*** MATERIAL SUPPLIED

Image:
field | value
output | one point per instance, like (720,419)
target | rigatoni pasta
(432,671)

******
*** MATERIAL SUPPLIED

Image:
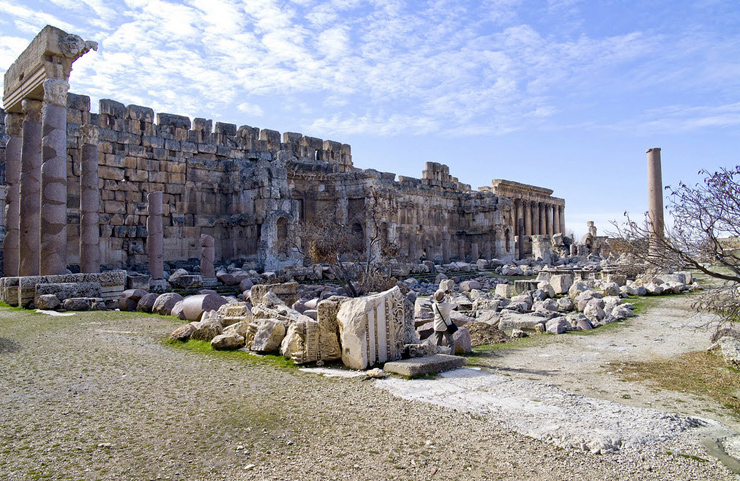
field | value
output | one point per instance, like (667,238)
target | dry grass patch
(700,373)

******
*** MATERIAL SUPPLIED

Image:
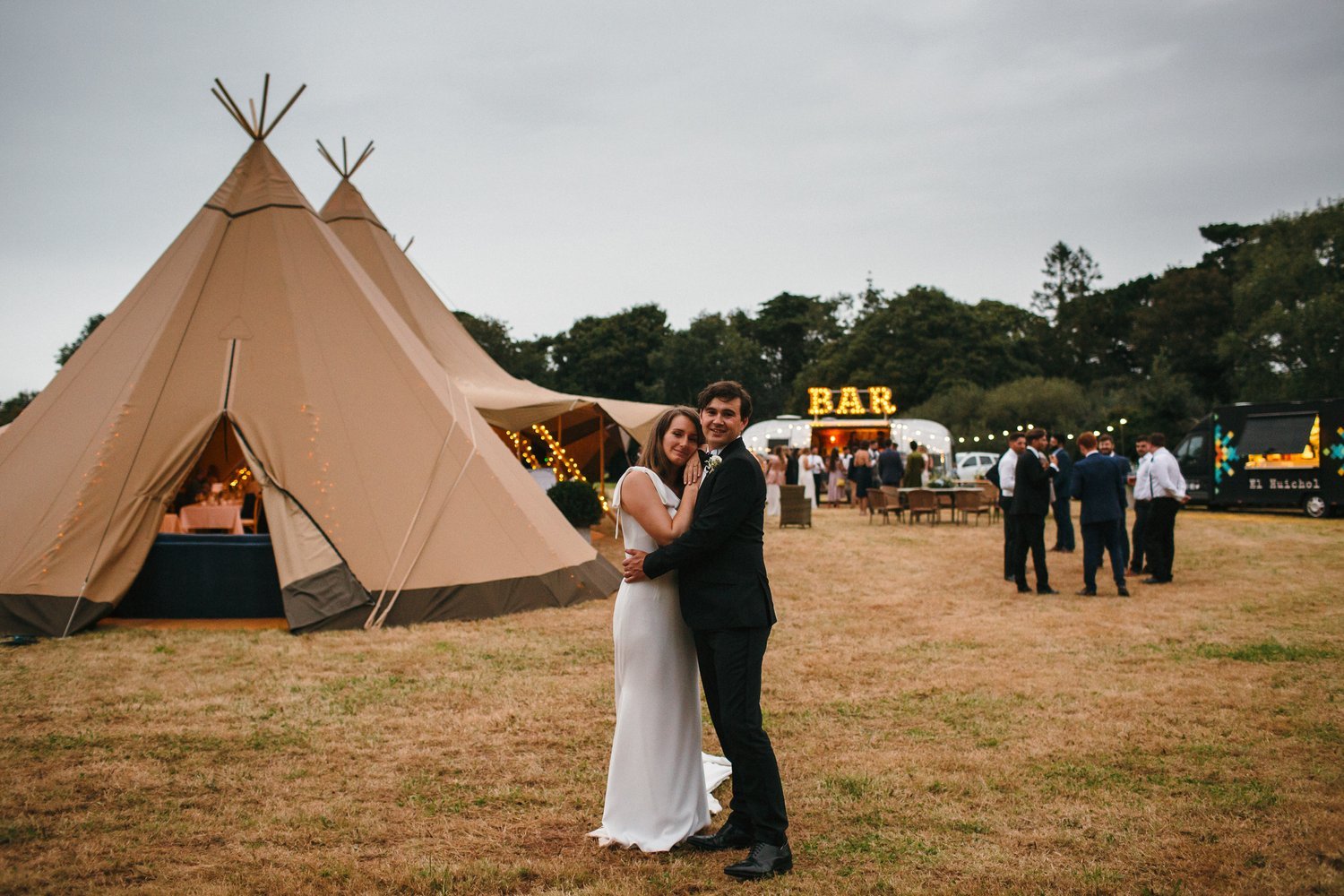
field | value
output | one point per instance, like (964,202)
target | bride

******

**YOUR INSTRUCTIONS**.
Filter the listing above down to the lines that contain the string "like".

**REPLY**.
output | one point per instance, like (720,419)
output | one point per instance, like (667,238)
output | one point per instance, like (964,202)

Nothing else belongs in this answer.